Reproduce the data below with every "team-tracking workflow" swapped for "shelf-audit workflow" and everything else left unchanged. Leave the pictures out of your reply.

DATA RECORDS:
>>>>>

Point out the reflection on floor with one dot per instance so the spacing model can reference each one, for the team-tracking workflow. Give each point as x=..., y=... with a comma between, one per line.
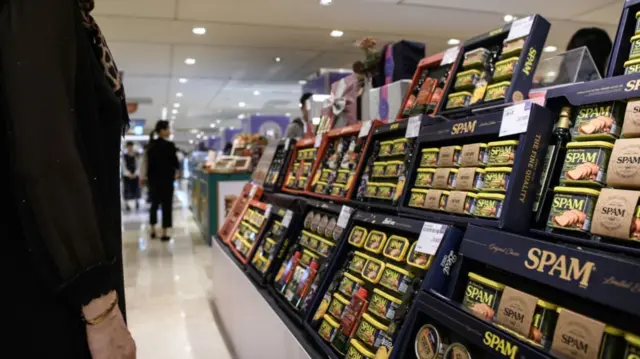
x=167, y=290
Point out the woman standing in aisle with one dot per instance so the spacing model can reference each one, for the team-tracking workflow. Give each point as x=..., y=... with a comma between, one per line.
x=62, y=112
x=162, y=170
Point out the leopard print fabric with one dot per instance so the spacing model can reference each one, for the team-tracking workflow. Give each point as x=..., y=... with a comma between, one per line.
x=111, y=72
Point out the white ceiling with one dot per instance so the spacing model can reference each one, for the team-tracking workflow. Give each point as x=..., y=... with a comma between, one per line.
x=151, y=39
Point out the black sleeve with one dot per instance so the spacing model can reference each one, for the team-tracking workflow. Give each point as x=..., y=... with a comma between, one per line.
x=37, y=78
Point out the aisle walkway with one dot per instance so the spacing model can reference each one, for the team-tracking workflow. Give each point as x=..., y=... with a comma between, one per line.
x=167, y=290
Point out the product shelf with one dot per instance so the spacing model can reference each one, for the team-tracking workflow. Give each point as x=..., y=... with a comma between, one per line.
x=483, y=339
x=526, y=169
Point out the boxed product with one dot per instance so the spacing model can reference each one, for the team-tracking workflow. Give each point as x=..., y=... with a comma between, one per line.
x=385, y=102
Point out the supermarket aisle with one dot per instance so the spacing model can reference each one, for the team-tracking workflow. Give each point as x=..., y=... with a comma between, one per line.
x=167, y=288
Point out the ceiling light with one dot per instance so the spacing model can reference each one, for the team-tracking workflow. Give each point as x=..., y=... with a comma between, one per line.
x=199, y=30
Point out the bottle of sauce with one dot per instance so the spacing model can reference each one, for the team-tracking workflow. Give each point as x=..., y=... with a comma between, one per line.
x=350, y=319
x=285, y=272
x=551, y=169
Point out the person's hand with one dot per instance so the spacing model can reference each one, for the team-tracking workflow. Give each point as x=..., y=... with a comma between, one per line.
x=110, y=338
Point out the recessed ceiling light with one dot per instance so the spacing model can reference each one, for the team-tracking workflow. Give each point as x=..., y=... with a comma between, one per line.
x=199, y=30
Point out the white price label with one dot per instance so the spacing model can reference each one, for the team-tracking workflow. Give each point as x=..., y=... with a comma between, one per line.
x=345, y=214
x=365, y=129
x=450, y=56
x=286, y=220
x=515, y=119
x=413, y=127
x=430, y=238
x=520, y=28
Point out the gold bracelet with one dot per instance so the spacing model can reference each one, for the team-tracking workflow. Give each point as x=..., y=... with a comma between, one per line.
x=101, y=318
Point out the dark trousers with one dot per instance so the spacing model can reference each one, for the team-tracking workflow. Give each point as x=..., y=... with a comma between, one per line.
x=161, y=196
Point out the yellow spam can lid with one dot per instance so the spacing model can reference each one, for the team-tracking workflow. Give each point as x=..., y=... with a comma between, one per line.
x=590, y=144
x=506, y=61
x=459, y=94
x=498, y=169
x=486, y=281
x=577, y=190
x=503, y=143
x=499, y=84
x=497, y=196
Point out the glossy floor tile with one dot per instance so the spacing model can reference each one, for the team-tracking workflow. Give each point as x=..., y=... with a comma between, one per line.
x=168, y=290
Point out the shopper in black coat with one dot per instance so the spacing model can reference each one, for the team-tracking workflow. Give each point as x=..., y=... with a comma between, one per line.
x=162, y=171
x=62, y=111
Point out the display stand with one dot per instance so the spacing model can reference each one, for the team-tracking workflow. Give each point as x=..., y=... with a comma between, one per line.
x=246, y=311
x=521, y=191
x=209, y=191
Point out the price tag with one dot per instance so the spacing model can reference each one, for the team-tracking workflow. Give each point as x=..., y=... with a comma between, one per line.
x=286, y=220
x=515, y=119
x=520, y=28
x=413, y=127
x=345, y=214
x=365, y=129
x=450, y=56
x=430, y=238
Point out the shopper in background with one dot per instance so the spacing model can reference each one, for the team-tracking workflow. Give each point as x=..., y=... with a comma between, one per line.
x=130, y=177
x=301, y=127
x=162, y=171
x=63, y=112
x=597, y=41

<<<<<

THE RESULT:
Point out the reflection on floor with one dot per instance so the spacing model can reference each one, for the shelf-audit workflow. Give each point as x=..., y=... with a comma between, one per line.
x=167, y=290
Point out the woman standing in aisle with one dot per instance so the spacing model can reference each one, for the shelf-audit workflow. Give each point as x=..., y=... with a comma between, one per line.
x=62, y=112
x=162, y=170
Point out the leopard print fabric with one dot per instance so the spacing model can reference each one, for the shelf-audit workflow. Give each point as x=..., y=... with a comma between, one per line.
x=111, y=72
Point out the white ceiling with one dot per instance so the spacing model can reference each one, for the shelf-audit workflow. Give each point as x=..., y=... with a comma between, one per line.
x=151, y=39
Point out the black sleeve with one dot per instance so the spacing model can reference each one, for the shelf-audit workflow. Give each point as x=..., y=... with a comma between, one per line.
x=37, y=78
Point out the aisle walkway with one dot per instance so the spacing model can reference each one, for the shelf-audit workflow. Give each point as x=..., y=... with a comma between, one per line.
x=167, y=290
Point out the product shelf with one dot per instance so the spacing model can reference each one, for the shelf-audit workflow. Give each point as x=..., y=... with a comma between, one per line.
x=483, y=339
x=526, y=169
Point out the boxed product with one dot per instance so the spacing model can reference each one, for the shelf-audit workflow. Give each point as x=..., y=... with a comma between, one per line.
x=385, y=102
Point out the supermarket aisle with one dot per instance so the spacing model can reference each one, for the shelf-audit workflow. Give each point as x=..., y=... with a comma between, one per line.
x=167, y=288
Point out the ceiling light with one dot per instance so the spacing model can reference each one, for the shelf-audit workflow. Give each point as x=..., y=... with a comma between, one per line.
x=199, y=30
Point out the bottle of sauce with one dot per instance so the spacing model can reference each one, for the shelf-audit workflow. Give each point as x=..., y=... with a comma between, one per line.
x=350, y=319
x=285, y=272
x=551, y=169
Point out the person's hand with one dot per instance so the spacing model can reference each one, for the shelf-audit workflow. Give each point as x=..., y=... with a comma between, one per line.
x=110, y=338
Point out the recessed ceiling light with one dot per instance so the spacing model can reference each one, for the shelf-audit workflow. Give each point as x=..., y=... with a comma between, one per line.
x=199, y=30
Point out the white price label with one dot per instance so the spacing model can reference each one, for the shelf-audit workflow. Give each point as x=..., y=... with a comma between, one per line.
x=345, y=214
x=365, y=129
x=450, y=56
x=286, y=220
x=515, y=119
x=413, y=127
x=430, y=238
x=520, y=28
Point out the gold bracelet with one dot per instance so the spacing model can reference each one, for the shelf-audit workflow. Give each point as x=..., y=... with a comma between, one per line.
x=101, y=318
Point out the dark trousers with one dot per instance so the spacing model can reference each one, for the shelf-audit workflow. Give each point as x=..., y=... with a comma between, one per line.
x=161, y=196
Point out the yellow spam can lid with one dot per instance so the spacing model can reference each one, for the shelf-audit workflow. Give each point as x=..., y=... with a comma between, one per line.
x=590, y=144
x=506, y=61
x=459, y=94
x=498, y=169
x=486, y=281
x=577, y=190
x=503, y=143
x=499, y=84
x=497, y=196
Point out the glossy floor tile with one dot per instance so the spacing model can reference each one, for the shelf-audit workflow. Give each point as x=..., y=... with a comma between, one per line.
x=168, y=290
Point out the shopper in black coat with one dot per instance so the spacing model can reference each one, for the shelf-audit workflow. Give each point as x=..., y=... with a comma between, one per line.
x=162, y=171
x=62, y=111
Point out the display stand with one dot per instance so the spacing model can reference each one, for the shelf-audit workflow. Give each point as x=..., y=... with a comma between, one per line.
x=246, y=311
x=521, y=191
x=209, y=191
Point out the price tag with one dot per instance so the spacing model can reference each one, for the shelf-audit workflow. Give each point as x=..., y=... with a comma between, one per line.
x=286, y=220
x=515, y=119
x=520, y=28
x=413, y=127
x=345, y=214
x=365, y=129
x=450, y=56
x=430, y=238
Point out the shopper in background with one dot per instance so the spacing model can reference each one, for the shelf-audit workflow. Give each point as x=..., y=... with a comma between, one per line.
x=130, y=177
x=301, y=127
x=162, y=171
x=63, y=112
x=597, y=41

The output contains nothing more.